◆ Brano ◆
Dott. FASANO Anna Maria – Consigliere –

Dott. MONDINI Antonio – Consigliere –

Dott. CIRESE Marina – Consigliere –

ha pronunciato la seguente:

ORDINANZA

Sul ricorso 12280-2017 proposto da:

D.N.A., elettivamente domiciliato in ROMA PIAZZA SAN LORENZO

IN LUCINA 4, presso lo studio dell’avvocato CLAUDIO FANO, che lo

rappresenta e difende;

– ricorrente –

contro

AGENZIA DELLE ENTRATE, in persona del Direttore pro tempore,

elettivamente domiciliata in ROMA VIA DEI PORTOGHESI 12, presso

l’AVVOCATURA GENERATE DELLO STATO, che la rappresenta e difende;

– controricorrente –

e contro

AGENZIA DELLE ENTRATE, UFFICIO PROVINCIALE DI (OMISSIS) TERRITORIO;

– intimata –

avverso la sentenza n. 513/2017 della COMM. TRIB. REG. DI ROMA,

depositata il 13/02/2017;

udita la relazione della causa svolta nella Camera di consiglio del

25/09/2319 dal Consigliere Dott. COSMO CROLLA.

◆ Materiale fornito ◆
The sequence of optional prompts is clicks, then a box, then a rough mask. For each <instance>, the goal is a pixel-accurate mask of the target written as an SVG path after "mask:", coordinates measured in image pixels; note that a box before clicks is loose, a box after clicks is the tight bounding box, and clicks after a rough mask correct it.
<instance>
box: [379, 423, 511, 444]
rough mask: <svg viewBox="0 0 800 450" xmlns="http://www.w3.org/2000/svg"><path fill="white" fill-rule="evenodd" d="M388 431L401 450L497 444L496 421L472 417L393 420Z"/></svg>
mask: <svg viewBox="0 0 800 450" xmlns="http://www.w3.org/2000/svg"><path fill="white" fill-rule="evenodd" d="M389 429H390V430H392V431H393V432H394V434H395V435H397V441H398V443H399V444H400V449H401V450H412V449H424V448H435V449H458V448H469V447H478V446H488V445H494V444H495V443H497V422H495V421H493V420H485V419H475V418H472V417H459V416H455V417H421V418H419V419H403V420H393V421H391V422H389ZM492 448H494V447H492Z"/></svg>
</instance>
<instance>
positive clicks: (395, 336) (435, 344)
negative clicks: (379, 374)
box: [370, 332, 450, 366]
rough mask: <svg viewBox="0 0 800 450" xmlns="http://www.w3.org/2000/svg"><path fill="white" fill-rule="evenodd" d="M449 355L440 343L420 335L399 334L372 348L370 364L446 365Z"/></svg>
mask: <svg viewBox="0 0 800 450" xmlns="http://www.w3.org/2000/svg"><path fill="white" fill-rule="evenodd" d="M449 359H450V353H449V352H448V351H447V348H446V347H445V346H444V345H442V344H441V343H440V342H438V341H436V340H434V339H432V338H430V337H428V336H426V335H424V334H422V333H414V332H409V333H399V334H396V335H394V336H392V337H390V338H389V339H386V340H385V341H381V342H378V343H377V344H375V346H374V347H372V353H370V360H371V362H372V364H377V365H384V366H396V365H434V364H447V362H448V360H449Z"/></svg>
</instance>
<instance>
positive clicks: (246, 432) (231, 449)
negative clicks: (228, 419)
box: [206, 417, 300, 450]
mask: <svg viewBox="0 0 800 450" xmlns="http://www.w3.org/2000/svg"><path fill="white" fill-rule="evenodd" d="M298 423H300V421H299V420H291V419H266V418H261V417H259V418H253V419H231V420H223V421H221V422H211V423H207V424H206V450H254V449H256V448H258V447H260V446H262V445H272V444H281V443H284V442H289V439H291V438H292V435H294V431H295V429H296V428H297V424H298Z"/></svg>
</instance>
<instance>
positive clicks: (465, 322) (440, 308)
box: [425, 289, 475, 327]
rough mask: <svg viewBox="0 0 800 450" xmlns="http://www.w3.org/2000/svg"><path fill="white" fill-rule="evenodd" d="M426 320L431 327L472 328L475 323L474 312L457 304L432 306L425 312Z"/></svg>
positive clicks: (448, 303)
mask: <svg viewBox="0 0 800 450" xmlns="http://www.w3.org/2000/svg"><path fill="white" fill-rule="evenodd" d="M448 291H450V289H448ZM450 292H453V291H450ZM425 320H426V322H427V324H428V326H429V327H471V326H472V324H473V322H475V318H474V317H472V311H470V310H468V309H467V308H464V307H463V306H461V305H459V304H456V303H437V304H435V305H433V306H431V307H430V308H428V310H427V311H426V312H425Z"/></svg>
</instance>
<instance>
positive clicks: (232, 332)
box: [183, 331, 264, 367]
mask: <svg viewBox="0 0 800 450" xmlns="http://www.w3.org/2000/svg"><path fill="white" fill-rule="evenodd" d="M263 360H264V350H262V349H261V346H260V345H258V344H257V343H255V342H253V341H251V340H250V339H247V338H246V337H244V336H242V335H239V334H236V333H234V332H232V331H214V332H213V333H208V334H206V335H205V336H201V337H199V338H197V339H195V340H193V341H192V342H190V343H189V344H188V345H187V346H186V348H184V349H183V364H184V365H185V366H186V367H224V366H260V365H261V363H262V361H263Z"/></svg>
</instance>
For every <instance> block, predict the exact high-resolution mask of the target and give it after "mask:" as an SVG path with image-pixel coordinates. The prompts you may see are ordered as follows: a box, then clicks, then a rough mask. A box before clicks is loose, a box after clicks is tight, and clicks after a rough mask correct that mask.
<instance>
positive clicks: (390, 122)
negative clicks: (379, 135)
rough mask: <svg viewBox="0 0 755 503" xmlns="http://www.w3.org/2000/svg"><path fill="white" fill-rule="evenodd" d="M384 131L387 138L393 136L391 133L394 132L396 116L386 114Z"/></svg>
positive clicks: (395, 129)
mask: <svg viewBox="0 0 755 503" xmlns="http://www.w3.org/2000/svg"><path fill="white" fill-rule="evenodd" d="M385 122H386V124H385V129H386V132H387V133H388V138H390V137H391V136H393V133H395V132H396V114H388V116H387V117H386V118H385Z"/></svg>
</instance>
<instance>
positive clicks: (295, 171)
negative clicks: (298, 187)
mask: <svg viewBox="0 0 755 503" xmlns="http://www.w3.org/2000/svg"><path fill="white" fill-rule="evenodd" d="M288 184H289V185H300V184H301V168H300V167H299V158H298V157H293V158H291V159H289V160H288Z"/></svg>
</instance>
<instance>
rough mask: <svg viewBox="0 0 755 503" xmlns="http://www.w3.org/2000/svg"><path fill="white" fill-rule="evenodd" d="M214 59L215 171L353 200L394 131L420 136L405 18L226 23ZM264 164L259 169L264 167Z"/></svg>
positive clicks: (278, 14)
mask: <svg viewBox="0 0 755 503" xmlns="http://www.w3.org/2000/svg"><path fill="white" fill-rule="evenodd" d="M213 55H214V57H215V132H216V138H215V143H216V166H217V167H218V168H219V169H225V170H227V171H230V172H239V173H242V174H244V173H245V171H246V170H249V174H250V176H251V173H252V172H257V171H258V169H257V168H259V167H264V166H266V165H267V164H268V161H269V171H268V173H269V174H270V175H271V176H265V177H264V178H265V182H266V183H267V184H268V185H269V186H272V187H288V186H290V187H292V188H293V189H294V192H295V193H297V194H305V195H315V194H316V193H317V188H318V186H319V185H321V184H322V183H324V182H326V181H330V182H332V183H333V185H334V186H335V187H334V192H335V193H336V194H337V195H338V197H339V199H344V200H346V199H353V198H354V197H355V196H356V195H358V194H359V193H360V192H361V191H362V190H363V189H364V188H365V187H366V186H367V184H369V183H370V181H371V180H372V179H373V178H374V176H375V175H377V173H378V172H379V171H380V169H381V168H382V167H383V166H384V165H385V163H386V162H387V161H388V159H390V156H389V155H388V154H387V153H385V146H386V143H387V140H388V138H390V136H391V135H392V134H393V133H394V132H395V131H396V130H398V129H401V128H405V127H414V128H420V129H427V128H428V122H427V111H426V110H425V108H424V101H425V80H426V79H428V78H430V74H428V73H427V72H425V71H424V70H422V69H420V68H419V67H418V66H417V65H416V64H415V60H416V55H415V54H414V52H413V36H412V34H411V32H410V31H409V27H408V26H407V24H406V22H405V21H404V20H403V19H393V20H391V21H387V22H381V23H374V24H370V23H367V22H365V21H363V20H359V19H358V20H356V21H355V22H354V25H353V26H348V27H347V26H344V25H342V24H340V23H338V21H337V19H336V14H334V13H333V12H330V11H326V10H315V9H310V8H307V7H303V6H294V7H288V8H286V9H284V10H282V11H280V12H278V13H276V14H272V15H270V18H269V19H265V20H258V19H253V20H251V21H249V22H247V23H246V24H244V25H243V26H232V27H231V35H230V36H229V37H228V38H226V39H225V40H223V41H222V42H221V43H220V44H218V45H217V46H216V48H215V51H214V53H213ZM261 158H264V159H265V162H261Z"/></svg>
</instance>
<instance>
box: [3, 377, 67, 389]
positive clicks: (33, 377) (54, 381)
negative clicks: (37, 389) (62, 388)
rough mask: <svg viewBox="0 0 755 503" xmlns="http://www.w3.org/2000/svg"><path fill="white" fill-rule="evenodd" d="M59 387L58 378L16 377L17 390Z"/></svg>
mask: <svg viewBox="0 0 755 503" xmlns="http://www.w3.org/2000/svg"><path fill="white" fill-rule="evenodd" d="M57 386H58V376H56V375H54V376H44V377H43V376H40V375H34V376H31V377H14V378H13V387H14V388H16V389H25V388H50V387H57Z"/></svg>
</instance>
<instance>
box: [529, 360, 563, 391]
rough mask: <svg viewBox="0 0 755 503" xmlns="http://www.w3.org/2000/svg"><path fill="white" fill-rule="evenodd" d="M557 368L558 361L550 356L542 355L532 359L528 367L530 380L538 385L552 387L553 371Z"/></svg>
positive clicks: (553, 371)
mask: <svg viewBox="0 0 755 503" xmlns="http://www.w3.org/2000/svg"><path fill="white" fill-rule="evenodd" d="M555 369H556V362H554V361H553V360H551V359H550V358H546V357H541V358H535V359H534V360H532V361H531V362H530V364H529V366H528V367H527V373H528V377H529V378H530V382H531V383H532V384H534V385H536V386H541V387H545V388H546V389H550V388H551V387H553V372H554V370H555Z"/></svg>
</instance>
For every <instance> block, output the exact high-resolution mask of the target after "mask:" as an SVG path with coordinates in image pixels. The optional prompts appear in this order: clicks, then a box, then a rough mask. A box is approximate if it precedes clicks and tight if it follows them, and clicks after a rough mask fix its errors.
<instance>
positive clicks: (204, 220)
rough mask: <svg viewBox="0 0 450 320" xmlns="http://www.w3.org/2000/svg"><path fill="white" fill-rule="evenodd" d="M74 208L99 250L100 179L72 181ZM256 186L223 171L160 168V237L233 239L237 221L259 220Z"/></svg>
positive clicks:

◆ Domande ◆
• a. Nell'ordinanza sul ricorso 12280-2017, quale avvocato rappresenta e difende il ricorrente?
• b. Ricopia dall'ordinanza sul ricorso 12280-2017 il tratto che inizia con "avverso la sentenza" e termina con "Dott. COSMO CROLLA.".
• c. Continua l'ordinanza sul ricorso 12280-2017 a partire dall'ultima riga riportata.

◆ Risposte per compito ◆
• a. L'avvocato Claudio Fano.

• b.
avverso la sentenza n. 513/2017 della COMM. TRIB. REG. DI ROMA,

depositata il 13/02/2017;

udita la relazione della causa svolta nella Camera di consiglio del

25/09/2319 dal Consigliere Dott. COSMO CROLLA.

• c.
Fatto

RITENUTO

che:

1. N.A., proprietario di due unità immobiliari site in (OMISSIS) (foglio (OMISSIS) particella (OMISSIS) sub (OMISSIS)) e via (OMISSIS) (foglio (OMISSIS) particella (OMISSIS) sub (OMISSIS)), entrambi ricompresi nella Microzona (OMISSIS) – Centro storico, impugnava davanti alla Commissione Tributaria Provinciale di Roma l’avviso di accertamento catastale ai sensi dell’art. 1, comma 335, con il quale venivano innalzate le precedente classi da 5 a 13 e da 4 a 10 con conseguente aumento della rendita catastale da Euro 1.117,66 a Euro 3.743,54 e da Euro 5.763,97 ad Euro 14.277,45.

2. La CTP accoglieva il ricorso ritenendo legittimo l’operato dell’Ufficio.

3. La sentenza veniva impugnata dal ricorrente e la Commissione Tributaria Regionale del Lazio rigettava l’appello rilevando che l’avviso era sufficientemente motivato in quanto dava conto della normativa applicata (L. n. 311 del 2004, art. 1, comma 335) ispirata a finalità perequative, del procedimento seguito e della circostanza che l’immobile si trovava in una zona della città che si era rivalutata per effetto della sua espansione e della presenza di infrastrutture.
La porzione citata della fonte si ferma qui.